::: Supplied records :::

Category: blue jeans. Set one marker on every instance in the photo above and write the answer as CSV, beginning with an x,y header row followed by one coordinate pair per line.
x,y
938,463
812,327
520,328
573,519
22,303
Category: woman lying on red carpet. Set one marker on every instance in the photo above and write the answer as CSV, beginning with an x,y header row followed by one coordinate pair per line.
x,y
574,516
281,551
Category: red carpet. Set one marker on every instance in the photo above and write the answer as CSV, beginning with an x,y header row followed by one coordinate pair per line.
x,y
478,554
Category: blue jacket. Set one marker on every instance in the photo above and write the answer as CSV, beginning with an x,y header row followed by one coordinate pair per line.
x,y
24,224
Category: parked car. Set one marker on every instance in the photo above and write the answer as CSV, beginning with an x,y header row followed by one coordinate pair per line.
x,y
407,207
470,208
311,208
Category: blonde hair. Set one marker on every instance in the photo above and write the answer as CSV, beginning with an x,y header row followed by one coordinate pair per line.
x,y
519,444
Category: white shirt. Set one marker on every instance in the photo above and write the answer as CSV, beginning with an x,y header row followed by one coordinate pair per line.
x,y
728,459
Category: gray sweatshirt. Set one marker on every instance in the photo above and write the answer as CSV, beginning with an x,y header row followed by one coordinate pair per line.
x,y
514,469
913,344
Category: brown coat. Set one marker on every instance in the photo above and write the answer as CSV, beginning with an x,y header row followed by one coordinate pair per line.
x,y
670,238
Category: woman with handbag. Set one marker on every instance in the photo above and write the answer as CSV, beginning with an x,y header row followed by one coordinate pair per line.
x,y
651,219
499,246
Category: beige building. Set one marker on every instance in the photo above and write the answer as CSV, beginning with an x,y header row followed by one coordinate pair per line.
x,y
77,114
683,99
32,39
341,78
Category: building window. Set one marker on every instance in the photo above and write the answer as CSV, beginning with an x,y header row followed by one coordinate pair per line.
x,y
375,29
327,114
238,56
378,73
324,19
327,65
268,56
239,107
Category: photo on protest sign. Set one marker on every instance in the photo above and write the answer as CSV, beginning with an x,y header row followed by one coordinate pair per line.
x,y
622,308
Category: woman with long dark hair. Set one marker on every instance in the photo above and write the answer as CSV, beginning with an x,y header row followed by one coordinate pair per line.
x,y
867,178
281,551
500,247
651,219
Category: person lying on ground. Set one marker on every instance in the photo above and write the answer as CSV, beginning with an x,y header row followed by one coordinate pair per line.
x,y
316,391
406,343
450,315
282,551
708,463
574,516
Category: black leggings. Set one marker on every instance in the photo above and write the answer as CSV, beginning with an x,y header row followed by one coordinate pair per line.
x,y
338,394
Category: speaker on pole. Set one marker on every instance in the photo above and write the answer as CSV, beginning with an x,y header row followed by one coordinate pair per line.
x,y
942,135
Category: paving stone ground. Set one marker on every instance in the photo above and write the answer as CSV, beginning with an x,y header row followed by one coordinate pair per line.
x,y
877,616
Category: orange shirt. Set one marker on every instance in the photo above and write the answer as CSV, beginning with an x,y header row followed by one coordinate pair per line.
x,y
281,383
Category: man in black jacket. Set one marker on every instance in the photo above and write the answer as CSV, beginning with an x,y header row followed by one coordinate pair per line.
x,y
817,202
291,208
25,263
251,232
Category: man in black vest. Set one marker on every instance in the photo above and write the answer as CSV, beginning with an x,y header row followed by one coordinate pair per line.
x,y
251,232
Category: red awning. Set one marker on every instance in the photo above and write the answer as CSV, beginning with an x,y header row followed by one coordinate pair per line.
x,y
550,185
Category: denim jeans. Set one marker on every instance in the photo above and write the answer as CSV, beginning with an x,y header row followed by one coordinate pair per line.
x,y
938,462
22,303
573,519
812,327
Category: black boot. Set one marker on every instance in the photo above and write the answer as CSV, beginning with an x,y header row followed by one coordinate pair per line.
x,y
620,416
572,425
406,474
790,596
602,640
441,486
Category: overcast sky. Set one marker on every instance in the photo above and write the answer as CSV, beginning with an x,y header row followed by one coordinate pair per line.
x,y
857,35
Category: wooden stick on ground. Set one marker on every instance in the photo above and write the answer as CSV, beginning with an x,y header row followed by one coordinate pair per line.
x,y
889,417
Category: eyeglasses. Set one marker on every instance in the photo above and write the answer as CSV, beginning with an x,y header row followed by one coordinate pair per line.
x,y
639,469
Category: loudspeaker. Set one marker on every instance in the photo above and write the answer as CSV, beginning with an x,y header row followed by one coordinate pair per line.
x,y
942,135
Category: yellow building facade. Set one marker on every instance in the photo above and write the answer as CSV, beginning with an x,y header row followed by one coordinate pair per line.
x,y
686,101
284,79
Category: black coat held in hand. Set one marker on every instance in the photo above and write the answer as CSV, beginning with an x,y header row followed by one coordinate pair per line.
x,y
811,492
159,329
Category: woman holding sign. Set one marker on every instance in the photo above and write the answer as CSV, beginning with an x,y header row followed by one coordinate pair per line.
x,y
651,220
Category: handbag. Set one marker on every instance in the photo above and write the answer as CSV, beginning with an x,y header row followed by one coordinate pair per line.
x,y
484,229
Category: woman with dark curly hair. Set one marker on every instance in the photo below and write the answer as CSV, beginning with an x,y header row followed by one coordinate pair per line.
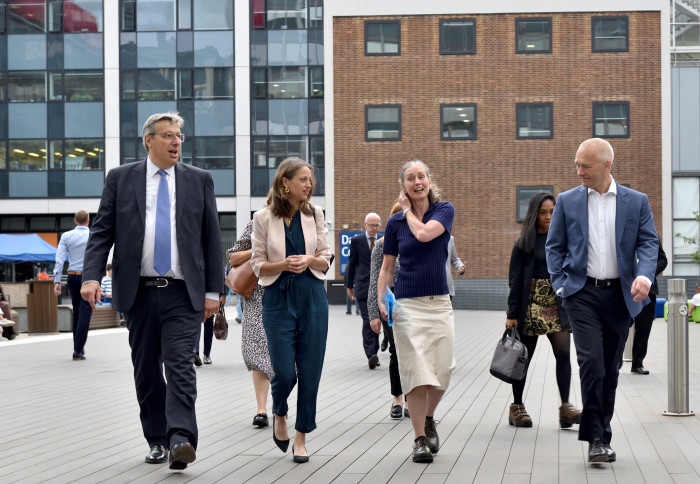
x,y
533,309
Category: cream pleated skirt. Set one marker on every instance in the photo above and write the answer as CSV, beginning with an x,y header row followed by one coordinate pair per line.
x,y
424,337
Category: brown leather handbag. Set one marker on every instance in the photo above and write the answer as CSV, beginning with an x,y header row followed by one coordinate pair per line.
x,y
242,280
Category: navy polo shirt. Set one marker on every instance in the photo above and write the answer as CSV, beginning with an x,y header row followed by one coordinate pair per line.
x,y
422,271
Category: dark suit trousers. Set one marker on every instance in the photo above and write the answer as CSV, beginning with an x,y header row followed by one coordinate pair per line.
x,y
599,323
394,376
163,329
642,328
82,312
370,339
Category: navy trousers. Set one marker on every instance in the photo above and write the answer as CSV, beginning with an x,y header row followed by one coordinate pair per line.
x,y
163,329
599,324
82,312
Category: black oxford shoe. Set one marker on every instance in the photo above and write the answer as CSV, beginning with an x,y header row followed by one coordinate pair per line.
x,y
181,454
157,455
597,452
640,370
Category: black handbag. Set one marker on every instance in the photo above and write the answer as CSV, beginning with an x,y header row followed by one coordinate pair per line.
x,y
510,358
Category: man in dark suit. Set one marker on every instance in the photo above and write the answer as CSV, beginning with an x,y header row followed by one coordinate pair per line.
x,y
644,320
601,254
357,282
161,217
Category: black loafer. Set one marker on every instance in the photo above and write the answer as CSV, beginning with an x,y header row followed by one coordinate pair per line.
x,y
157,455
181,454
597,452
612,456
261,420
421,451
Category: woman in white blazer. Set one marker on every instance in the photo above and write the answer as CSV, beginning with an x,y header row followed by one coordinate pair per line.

:::

Could you restate every entry above word for word, leaving out the pictures?

Category: blue jeans. Set one marker on every instance in the photo above and write the answer as CSV, beginning with an x,y header row followed by one coordinate pair per line.
x,y
938,463
812,327
520,328
573,519
22,303
Category: woman lying on red carpet. Set one marker on every instance in the photo above and write the answer as CSV, beginning with an x,y header row followed by one coordinate pair per line.
x,y
574,516
281,551
Category: red carpet. Set one marker on every instance in the photo above and write the answer as CSV, beginning with an x,y header row followed by one coordinate pair per line.
x,y
478,554
Category: blue jacket. Set one marker on every instance in the photo above and write the answer as CSV, beginning with an x,y header row followed by one coordinate pair per line.
x,y
24,224
Category: parked car. Set one marker on every instance in the photo above and write the answer as CSV, beginning with an x,y header row followed by one coordinate pair per line.
x,y
407,207
470,208
311,208
Category: blonde hair. Set one marker on every instance in the photo above and write the answer as CSV, beginning with an x,y header row followed by one coordinate pair per line.
x,y
519,444
Category: white shirt. Set one marker on every instance in the photo above and write the answer as CSV, beginning with an x,y header row followed by one coordinate pair per line.
x,y
728,459
Category: gray sweatshirt. Set one marker on every instance in the photo above and write the answer as CSV, beginning with an x,y header row followed by one coordinate pair per line.
x,y
514,469
913,344
Category: brown coat. Set one marker on every instance in the photo above and write the answer as CSV, beginning with an x,y header row followed by one coordinate pair per line.
x,y
670,238
Category: woman with handbag. Set one marker on every instance in the photo above and write the answer as CSV, beginning with an x,y header row followed by one coordinate pair per line.
x,y
651,219
499,246
Category: beige building. Set one marker on every instance in the photo above and write the answer as CSV, beginning with an x,y header row followed by one coordinate pair per line.
x,y
77,114
683,99
32,39
341,78
Category: building window. Set one marker on every instance in the photo above and write the answer as CSV, beginning with an x,y header row followed by one coordinate pair per line.
x,y
375,29
327,114
238,56
378,73
324,19
327,65
268,56
239,107
Category: photo on protest sign. Set one marker on every instance in the photo above and write the answer as CSV, beginning with an x,y header row followed by one coordinate pair per line.
x,y
622,308
Category: woman with long dark hair. Set one marker on every instance in the photo above and write the answer as CSV, beginning with an x,y header row followed by one coordinate pair per line.
x,y
867,178
281,551
500,247
651,219
Category: person lying on ground. Set one marker on every instance in the photo above and write the answer as CSV, beginning with an x,y header row followed by one coordinate pair per line.
x,y
316,391
406,343
450,315
282,551
708,463
574,516
Category: black leggings. Set one marker on every instance in the photo above and write the answer as CSV, beginning with an x,y header row followed by one coordinate pair per line.
x,y
338,394
Category: speaker on pole. Set one marker on every instance in the photo above and write the answer as CSV, beginning with an x,y header row followed by one coordinate pair per line.
x,y
942,135
Category: paving stone ground. Set one marker on every instance in the photo above and write the answer as CSV, beginning with an x,y header row followed by one coordinate pair per line.
x,y
877,616
Category: orange shirt. Set one marker on every instance in the photo above and write the answer as CSV, beginning with an x,y header row followed by one coordinate pair per line.
x,y
281,383
Category: man in black jacket. Set one marker on every instance in the photo above and write the answer as CSV, beginning with an x,y header row followed by one coordinate pair per line.
x,y
817,202
291,208
25,263
251,232
Category: man in black vest. Set one marker on every instance in the photo above and write the answer as CSV, beginning with an x,y header row followed by one coordinate pair per line.
x,y
251,232
Category: red awning. Set one marker on every instance in the photo above and write the answer as CSV, beginning with an x,y header row followed by one coordinate pair per line.
x,y
550,185
Category: denim jeans. Set one marker on every instance in the photo above and write the answer as CSV, beginning with an x,y header row followed by one coordinate pair per line.
x,y
938,462
22,303
573,519
812,327
Category: black boot. Set one marker on every instance in the photo above and write the answer as CSV, beginning with an x,y header row followed by one coordinate pair per line.
x,y
620,416
572,425
406,474
790,596
602,640
441,486
Category: overcast sky. Set one marker on every instance in the photo above and write the answer as CSV, beginning with an x,y header row followed by one coordinate pair per line.
x,y
857,35
Category: wooden stick on ground. Set one marker on every instance in the photo above and write the answer as CSV, beginning with an x,y header row followed by one coordinate pair per line.
x,y
889,417
Category: eyeglasses. Set one marker on every instance in the photo above and write the answer as CSV, beginning with an x,y header row followed by one coordinate pair per line.
x,y
639,469
Category: loudspeaker. Set one marker on every instance in the photo above and write the answer as CSV, beginning with an x,y header row followed by one coordinate pair per line.
x,y
942,135
Category: yellow building facade. Set one marker on every instance in the photo above and write the answer as CSV, beginning with an x,y header row followed by one coordinate pair per line.
x,y
686,101
284,79
Category: black coat held in hand. Set one marker on every instance in the photo above and write the answer as CSV, beginning with an x,y header row followed by one coordinate pair per line.
x,y
811,492
159,329
Category: woman holding sign. Set one marker on every instance in the photo above and write the answer as CSV, beginning with an x,y header row followed by one coordinate pair per line.
x,y
651,220
Category: handbag. Set one marker on every instance in the photo above and write the answer as CSV, beginning with an x,y header row followed by one coordinate pair per line.
x,y
484,229
Category: woman with dark curly hair. Set one marker on every instance in the photo below and write the answer as CSV, beginning with an x,y header row followed by one coordinate pair per line.
x,y
533,309
Category: cream pleated skirt. Set one marker on every instance in the photo above and write the answer as CSV, beginning with an x,y header row followed by one coordinate pair per line.
x,y
424,337
Category: brown leather handbag. Set one marker on every instance in the photo above and write the answer as CSV, beginning with an x,y header row followed by one coordinate pair per line.
x,y
242,280
Category: navy polo shirt. Set one marker on every instance in the photo above and write the answer as CSV, beginning with an x,y header row followed by one coordinate pair per line.
x,y
422,271
Category: dark suit trousers. Set one marker on every instance in the photo above and write the answer as CSV, beginning with an x,y header row followed by one coordinate pair per line.
x,y
599,323
394,376
163,329
642,328
82,312
370,339
Category: navy trousers. Set one marker on every instance in the photo above and write the answer as CSV, beginning with an x,y header row followed by one coordinate pair per line.
x,y
163,329
599,324
82,312
Category: black oxford shoe. Set one marker on every instance in the photo above and write the answer as CSV, beginning with an x,y header row followed by one coordinate pair per line.
x,y
181,454
157,455
597,452
640,370
Category: black handbag. Set one marker on every instance in the photo above and write the answer as CSV, beginning with an x,y header row followed by one coordinate pair per line.
x,y
510,358
Category: man in dark suit. Set one marker on every instance in the photo above and write the answer as CSV, beginning with an x,y header row followed by one coordinate pair per line.
x,y
644,320
601,254
357,282
161,217
Category: black loafer. Set one marker on every instance in the photo above and write the answer as CSV, beginning with an x,y header row followed by one coordinate pair per line.
x,y
157,455
181,454
597,452
612,456
261,420
421,451
Category: woman in white blazer. Set one marker on every instance in the photo above and write the answer as CSV, beginning with an x,y header row followed by one coordinate pair per line.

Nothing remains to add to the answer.